What the exercise asks | Copy the news passage below about Trump, McConnell, and the Capitol riot hearing word for word, in full.

Document text |

[BEGIN]

Trump lashed out at McConnell, calling him a "disloyal sleaze bag."

"Is this the same Mitch McConnell who was losing big in Kentucky, and came to the White House to BEG me for an Endorsement and help?" Trump wrote. "Without me he would have lost in a landslide."

Despite McConnell's condemnation, the Republican leader later voted against convicting Trump during his second impeachment trial and said he would "absolutely" support him in 2024 if he wins the Republican nomination. McCarthy, who told colleagues that Trump bore responsibility for the attack, has repeatedly defended Trump, helped torpedo a bipartisan investigation into the Capitol riot, and is seeking to ingratiate himself to the former president ahead of a likely bid for the House speaker's gavel after the midterms.

But despite all this revisionist history, Thursday's hearing highlighted the very real threat posed to Pence and lawmakers, including Sen. Josh Hawley, R-Mo., who pumped his fist to the angry mob at the Capitol before fleeing through the Senate hallways after they invaded the building.

[END]

(Excerpts of annotation records)
[BEGIN]

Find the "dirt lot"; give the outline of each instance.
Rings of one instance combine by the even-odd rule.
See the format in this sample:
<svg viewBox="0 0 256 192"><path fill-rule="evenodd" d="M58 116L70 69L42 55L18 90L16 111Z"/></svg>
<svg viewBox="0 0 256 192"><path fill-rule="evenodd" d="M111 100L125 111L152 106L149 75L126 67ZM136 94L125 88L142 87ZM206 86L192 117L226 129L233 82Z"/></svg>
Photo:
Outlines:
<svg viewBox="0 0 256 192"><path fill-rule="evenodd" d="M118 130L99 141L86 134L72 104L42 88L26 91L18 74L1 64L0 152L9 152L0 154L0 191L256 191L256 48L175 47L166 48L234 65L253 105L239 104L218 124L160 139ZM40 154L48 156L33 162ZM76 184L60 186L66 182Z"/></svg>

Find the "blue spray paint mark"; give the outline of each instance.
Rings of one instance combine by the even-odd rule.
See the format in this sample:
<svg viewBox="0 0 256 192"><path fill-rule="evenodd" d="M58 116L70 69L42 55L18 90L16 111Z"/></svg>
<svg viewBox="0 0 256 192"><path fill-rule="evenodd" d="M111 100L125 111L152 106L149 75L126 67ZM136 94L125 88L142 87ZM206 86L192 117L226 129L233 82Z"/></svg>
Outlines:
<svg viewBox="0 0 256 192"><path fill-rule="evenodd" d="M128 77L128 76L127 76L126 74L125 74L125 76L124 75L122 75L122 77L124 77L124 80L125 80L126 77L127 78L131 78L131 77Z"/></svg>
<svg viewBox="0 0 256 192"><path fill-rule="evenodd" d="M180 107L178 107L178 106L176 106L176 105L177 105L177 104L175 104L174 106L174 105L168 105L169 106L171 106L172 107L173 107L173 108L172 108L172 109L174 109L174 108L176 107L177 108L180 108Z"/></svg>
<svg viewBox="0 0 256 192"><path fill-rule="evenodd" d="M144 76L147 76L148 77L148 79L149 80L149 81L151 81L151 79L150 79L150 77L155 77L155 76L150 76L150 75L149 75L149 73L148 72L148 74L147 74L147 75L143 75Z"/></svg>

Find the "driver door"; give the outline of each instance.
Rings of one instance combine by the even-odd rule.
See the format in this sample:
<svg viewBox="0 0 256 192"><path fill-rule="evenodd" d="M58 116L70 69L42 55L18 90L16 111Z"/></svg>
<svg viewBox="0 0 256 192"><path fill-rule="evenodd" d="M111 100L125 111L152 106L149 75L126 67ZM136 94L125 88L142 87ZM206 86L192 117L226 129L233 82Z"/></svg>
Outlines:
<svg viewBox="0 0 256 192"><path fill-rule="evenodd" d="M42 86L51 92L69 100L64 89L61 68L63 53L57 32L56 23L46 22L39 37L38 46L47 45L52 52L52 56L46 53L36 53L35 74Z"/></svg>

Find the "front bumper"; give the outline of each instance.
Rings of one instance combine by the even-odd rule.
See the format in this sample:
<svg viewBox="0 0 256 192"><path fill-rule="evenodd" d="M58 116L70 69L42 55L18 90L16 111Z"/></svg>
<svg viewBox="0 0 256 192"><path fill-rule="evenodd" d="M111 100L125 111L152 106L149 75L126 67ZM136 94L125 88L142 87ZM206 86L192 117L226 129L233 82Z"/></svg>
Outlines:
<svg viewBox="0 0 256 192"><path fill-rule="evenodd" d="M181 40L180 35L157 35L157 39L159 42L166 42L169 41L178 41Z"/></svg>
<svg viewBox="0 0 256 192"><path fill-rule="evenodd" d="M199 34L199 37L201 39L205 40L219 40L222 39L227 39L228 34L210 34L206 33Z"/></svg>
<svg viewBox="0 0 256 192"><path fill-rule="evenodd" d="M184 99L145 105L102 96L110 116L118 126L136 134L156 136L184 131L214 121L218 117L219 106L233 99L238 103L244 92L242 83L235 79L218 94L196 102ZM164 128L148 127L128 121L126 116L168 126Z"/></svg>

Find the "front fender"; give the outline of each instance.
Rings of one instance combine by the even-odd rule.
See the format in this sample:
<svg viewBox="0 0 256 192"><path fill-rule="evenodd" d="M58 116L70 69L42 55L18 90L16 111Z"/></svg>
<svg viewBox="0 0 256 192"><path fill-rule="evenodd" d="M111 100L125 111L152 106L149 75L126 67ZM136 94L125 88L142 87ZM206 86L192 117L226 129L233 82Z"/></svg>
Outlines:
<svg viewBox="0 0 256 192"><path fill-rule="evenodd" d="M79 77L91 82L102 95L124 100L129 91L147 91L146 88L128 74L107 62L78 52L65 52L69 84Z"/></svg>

[END]

Solved exercise |
Trump lashed out at McConnell, calling him a "disloyal sleaze bag."

"Is this the same Mitch McConnell who was losing big in Kentucky, and came to the White House to BEG me for an Endorsement and help?" Trump wrote. "Without me he would have lost in a landslide."

Despite McConnell's condemnation, the Republican leader later voted against convicting Trump during his second impeachment trial and said he would "absolutely" support him in 2024 if he wins the Republican nomination. McCarthy, who told colleagues that Trump bore responsibility for the attack, has repeatedly defended Trump, helped torpedo a bipartisan investigation into the Capitol riot, and is seeking to ingratiate himself to the former president ahead of a likely bid for the House speaker's gavel after the midterms.

But despite all this revisionist history, Thursday's hearing highlighted the very real threat posed to Pence and lawmakers, including Sen. Josh Hawley, R-Mo., who pumped his fist to the angry mob at the Capitol before fleeing through the Senate hallways after they invaded the building.